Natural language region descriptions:

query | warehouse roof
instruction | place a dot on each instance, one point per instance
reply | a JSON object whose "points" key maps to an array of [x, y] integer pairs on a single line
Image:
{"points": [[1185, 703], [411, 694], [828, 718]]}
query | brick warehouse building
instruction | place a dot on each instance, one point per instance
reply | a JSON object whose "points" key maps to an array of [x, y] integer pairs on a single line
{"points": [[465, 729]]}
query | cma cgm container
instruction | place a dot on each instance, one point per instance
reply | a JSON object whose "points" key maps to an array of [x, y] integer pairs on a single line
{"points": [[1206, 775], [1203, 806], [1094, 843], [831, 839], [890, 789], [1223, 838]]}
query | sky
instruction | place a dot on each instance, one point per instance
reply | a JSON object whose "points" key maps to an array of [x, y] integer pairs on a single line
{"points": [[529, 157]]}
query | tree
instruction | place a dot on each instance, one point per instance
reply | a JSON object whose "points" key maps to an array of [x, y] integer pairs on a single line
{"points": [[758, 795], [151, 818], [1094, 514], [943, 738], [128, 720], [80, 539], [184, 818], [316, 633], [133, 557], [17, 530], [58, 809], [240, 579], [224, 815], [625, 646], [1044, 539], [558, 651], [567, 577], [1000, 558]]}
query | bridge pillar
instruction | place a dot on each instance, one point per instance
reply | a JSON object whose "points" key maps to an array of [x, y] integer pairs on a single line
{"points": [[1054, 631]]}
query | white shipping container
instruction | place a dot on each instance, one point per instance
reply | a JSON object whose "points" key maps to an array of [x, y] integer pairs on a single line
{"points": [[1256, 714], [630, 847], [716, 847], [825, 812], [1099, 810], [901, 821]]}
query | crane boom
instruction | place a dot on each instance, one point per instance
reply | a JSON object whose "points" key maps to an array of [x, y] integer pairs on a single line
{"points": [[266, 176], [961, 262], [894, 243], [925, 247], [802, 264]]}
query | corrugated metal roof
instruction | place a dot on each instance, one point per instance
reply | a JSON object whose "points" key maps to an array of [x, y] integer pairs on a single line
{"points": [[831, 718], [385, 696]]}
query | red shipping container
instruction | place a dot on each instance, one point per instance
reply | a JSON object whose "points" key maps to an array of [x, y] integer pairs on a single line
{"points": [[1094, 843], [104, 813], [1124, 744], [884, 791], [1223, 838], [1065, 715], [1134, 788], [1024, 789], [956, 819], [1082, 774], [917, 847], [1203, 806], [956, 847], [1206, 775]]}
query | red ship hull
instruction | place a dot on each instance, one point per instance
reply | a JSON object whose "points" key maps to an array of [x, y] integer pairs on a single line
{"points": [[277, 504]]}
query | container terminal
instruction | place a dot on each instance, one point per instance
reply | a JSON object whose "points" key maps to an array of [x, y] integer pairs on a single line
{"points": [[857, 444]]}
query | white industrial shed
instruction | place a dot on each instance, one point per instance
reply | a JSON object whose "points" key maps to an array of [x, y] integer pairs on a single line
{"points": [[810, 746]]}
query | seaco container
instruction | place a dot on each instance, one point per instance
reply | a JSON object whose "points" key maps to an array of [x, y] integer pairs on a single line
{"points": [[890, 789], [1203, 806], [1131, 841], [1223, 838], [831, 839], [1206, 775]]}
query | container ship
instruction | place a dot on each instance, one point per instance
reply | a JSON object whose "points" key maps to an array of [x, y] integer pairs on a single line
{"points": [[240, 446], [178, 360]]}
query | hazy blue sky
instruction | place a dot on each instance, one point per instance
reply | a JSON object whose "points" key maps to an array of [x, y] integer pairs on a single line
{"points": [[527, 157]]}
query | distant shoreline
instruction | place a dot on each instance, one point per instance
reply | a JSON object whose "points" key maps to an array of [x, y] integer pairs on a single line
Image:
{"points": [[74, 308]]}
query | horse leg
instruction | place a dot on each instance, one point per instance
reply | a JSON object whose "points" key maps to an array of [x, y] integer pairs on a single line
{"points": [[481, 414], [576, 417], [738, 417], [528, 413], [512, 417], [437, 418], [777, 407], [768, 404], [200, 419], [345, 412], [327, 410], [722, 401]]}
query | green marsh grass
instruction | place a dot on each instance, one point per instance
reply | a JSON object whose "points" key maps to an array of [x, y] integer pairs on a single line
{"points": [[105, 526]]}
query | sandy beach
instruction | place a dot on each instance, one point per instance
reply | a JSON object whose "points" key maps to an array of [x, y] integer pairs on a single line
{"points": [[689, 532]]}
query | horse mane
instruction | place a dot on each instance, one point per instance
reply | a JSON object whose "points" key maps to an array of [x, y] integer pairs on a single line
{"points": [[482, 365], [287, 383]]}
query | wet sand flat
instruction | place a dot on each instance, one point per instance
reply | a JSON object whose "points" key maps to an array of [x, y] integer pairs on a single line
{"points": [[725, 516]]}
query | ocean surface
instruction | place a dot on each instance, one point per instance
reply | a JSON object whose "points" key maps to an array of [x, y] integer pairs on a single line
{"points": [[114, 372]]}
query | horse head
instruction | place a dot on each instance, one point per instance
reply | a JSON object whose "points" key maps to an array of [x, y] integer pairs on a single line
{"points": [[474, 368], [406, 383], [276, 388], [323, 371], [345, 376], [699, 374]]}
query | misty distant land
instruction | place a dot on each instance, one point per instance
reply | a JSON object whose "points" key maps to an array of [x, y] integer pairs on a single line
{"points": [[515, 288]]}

### Work order
Please show every line of the records that holds the word "shipping".

### Reply
query | white shipping container
query | red shipping container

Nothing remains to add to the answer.